═══ SOURCE DOCUMENT
How to Scrape Any Website for Free in 2026 (No Code, No Signup)

A practical guide to extracting titles, meta tags, headings, links, images, and JSON-LD from any public webpage in under a minute — no Python, no install, no account.

How to Scrape Any Website for Free in 2026 (No Code, No Signup)

How to Scrape Any Website for Free in 2026 (No Code, No Signup)

For years, scraping a webpage meant either writing Python with Beautiful Soup or paying for a SaaS that wanted your credit card before it would even let you paste a URL. Neither option made sense for the kind of small, one-off extraction most people actually need — checking what meta tags a competitor uses, pulling every link off a docs page, or grabbing the JSON-LD a site exposes. So I built a free web scraper that does exactly that, in your browser, with no signup. This post walks through what it does, how to use it, and where it breaks honestly.

Why people actually scrape websites

Whenever I tell someone there's a free scraper at promptspace.in/tools/web-scraper, the first response is usually "okay, but why would I scrape a site?" Fair. Most people who'd benefit from this don't think of it as scraping. They think of it as "checking" or "auditing" or "just grabbing some info." Here are the four use cases I see most.

1. SEO and content audits

You want to know what title and meta description a page is shipping to Google. You want to see every H1 and H2 a competitor uses on their hub page. You want to confirm your own site exposes JSON-LD correctly after a deploy. The scraper gives you all of that in one paste.

2. Content research

Researching a topic and want to grab every link a long article references without manually copy-pasting forty URLs? Scrape the page, export to CSV, sort by domain, done. Same for image galleries — get every image URL with its alt text in one shot.

3. Competitor monitoring

Quick weekly check on a competitor's pricing page, feature list, or homepage hero copy. The output is plain text, so a five-minute diff against last week's export tells you everything that changed.
══════
▸ **WHAT IS REQUIRED**: Extend the guide on free no-code website scraping, beginning right after its last sentence.
═══ SOURCE MATERIAL
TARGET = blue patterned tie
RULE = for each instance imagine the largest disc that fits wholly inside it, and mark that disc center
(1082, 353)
══════
▸ **RIGHT ANSWER**:
4. Lead and contact enrichment

You've got a list of company URLs and you want their contact email, social links, and JSON-LD organization data. Scrape each URL, export to CSV, paste into your spreadsheet. No API, no key, no quota.

None of these need a paid scraping service or a Python script. They need one input field and a download button.

The 30-second walkthrough

The whole point of the tool is that there's nothing to learn. Three steps:

Step 1 — Paste the URL

Open promptspace.in/tools/web-scraper and paste the full URL of the page you want to extract from. Include the https:// — relative URLs and bare domains will fail.

Step 2 — Click Scrape

Hit the Scrape button. The tool fetches the page server-side (so the target site sees one request, not yours), parses the HTML, and runs it through extractors for the fields described below. This usually takes under a second. Slow target sites can stretch it to four or five.

Step 3 — Export the data

Pick your format — JSON, CSV, or Markdown — and click Download. The file saves to your machine immediately. No emails, no signup walls, nothing waiting in a queue.

That's it. The first scrape on any URL is free with no account. If you scrape the same URL repeatedly, results are cached so you're not hammering the target site.

What data you actually get back

One paste returns six different blocks of structured data. Here's what each one is and when you'd use it.

Page metadata

Page title, meta description, canonical URL, language, charset, viewport. This is the SEO baseline — what Google sees first. If you're auditing a competitor's title-tag strategy, this is usually all you need.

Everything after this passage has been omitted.